### [Description of the task]
Retype the following lines exactly as they appear, character for character.

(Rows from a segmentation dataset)

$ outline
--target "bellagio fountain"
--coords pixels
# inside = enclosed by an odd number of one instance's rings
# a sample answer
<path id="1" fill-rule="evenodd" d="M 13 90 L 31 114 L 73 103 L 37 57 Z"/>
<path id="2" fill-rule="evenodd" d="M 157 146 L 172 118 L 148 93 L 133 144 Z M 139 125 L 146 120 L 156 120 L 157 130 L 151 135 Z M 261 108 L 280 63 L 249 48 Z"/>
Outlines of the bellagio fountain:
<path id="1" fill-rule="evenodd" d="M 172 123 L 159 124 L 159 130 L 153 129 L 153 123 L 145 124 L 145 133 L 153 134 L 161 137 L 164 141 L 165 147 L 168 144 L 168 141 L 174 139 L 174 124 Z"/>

### [Task answer]
$ outline
--target "bellagio fountain"
--coords pixels
# inside = enclosed by an odd number of one instance's rings
# a sample answer
<path id="1" fill-rule="evenodd" d="M 13 90 L 31 114 L 73 103 L 37 57 Z"/>
<path id="2" fill-rule="evenodd" d="M 157 146 L 172 118 L 148 93 L 133 144 Z M 139 125 L 146 120 L 156 120 L 157 130 L 151 135 Z M 261 108 L 280 63 L 249 48 Z"/>
Outlines of the bellagio fountain:
<path id="1" fill-rule="evenodd" d="M 172 123 L 159 124 L 159 130 L 153 129 L 153 123 L 145 124 L 145 133 L 153 134 L 161 137 L 164 141 L 165 147 L 168 144 L 168 141 L 174 139 L 174 124 Z"/>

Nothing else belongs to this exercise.